• The problem: Reproduce the records below in full, substituting "Object" for every occurrence of "Target" and leaving all other text unchanged.

• Material provided:
- - -
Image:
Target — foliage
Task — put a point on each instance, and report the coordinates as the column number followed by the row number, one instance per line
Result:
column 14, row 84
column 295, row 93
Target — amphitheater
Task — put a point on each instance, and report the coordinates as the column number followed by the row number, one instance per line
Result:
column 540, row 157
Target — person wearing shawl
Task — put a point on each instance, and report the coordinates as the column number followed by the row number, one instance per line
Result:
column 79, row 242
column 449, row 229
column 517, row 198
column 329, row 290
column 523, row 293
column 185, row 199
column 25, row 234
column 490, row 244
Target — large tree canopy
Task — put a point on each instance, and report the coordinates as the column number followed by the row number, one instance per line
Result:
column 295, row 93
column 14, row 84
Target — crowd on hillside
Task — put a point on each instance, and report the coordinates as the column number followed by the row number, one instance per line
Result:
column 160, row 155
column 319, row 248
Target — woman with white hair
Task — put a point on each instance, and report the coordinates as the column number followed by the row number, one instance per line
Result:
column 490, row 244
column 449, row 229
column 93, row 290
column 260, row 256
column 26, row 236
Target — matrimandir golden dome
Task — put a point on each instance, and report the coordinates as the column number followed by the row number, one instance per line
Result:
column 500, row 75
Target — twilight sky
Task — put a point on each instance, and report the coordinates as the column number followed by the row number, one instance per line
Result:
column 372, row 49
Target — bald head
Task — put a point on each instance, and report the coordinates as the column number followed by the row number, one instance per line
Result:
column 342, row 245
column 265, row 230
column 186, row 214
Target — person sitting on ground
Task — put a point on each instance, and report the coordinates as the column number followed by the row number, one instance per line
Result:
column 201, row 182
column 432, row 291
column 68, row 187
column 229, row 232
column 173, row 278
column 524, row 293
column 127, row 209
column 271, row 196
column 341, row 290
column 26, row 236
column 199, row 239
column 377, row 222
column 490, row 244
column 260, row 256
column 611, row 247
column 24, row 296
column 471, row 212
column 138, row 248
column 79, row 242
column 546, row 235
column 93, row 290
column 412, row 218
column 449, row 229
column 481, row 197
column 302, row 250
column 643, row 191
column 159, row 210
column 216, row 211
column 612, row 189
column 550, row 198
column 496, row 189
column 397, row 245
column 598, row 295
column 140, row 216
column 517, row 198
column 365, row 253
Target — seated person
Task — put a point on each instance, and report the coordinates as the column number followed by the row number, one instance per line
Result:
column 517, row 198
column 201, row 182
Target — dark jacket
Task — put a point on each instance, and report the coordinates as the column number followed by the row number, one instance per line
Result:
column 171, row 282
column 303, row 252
- - -
• Response:
Image:
Object — foliage
Task — put a point on each instance, and report the coordinates as the column number followed by the row number, one instance per line
Result:
column 14, row 84
column 295, row 93
Object — amphitheater
Task — put a point on each instance, and report the coordinates as the column number followed by the row number, one instance per line
Result:
column 540, row 157
Object — person wearing shawl
Task — put a point on each instance, and report the coordinates as the column number followed by the row number, one instance per line
Result:
column 79, row 242
column 449, row 229
column 517, row 198
column 329, row 290
column 523, row 293
column 185, row 199
column 25, row 234
column 490, row 244
Object — large tree canopy
Task — put a point on each instance, and report the coordinates as the column number followed by the row number, one instance per line
Result:
column 295, row 93
column 14, row 84
Object — crowd on hillside
Task — put a point on each instance, and report the coordinates as the column number followed by the row number, one instance per line
Result:
column 160, row 155
column 319, row 248
Object — woman with white hair
Task — put a point on each instance, and report the coordinates as the column number followed by the row number, one instance per line
Result:
column 490, row 244
column 449, row 229
column 93, row 290
column 260, row 256
column 26, row 236
Object — matrimandir golden dome
Task — put a point on each instance, and report the coordinates as the column number followed by the row number, one instance per line
Result:
column 500, row 75
Object — twilight sky
Task — put a point on each instance, and report the coordinates as the column number followed by the row number, one instance per line
Result:
column 372, row 49
Object — bald head
Task — put a point on each instance, and report the coordinates as the column number followed by the row number, one instance per line
Result:
column 342, row 245
column 265, row 230
column 186, row 214
Object — person sitting on ground
Task — put a point on each instance, and report the coordinates as the column number followed by the row number, one instance per line
Result:
column 201, row 182
column 432, row 291
column 68, row 187
column 229, row 232
column 173, row 278
column 524, row 293
column 127, row 209
column 271, row 196
column 341, row 290
column 26, row 236
column 199, row 239
column 377, row 222
column 490, row 244
column 260, row 256
column 611, row 247
column 24, row 296
column 471, row 212
column 138, row 248
column 79, row 242
column 546, row 235
column 93, row 290
column 412, row 218
column 449, row 229
column 481, row 197
column 302, row 250
column 643, row 191
column 159, row 210
column 216, row 211
column 612, row 189
column 550, row 198
column 496, row 189
column 397, row 245
column 598, row 295
column 140, row 216
column 517, row 198
column 365, row 253
Object — seated person
Task — put a point on each instance, and report the coordinates as the column number followed by the row number, one instance per line
Result:
column 517, row 198
column 201, row 182
Object — dark jacket
Task — put a point on each instance, and report the coordinates as the column number followed by the row number, one instance per line
Result:
column 171, row 282
column 303, row 252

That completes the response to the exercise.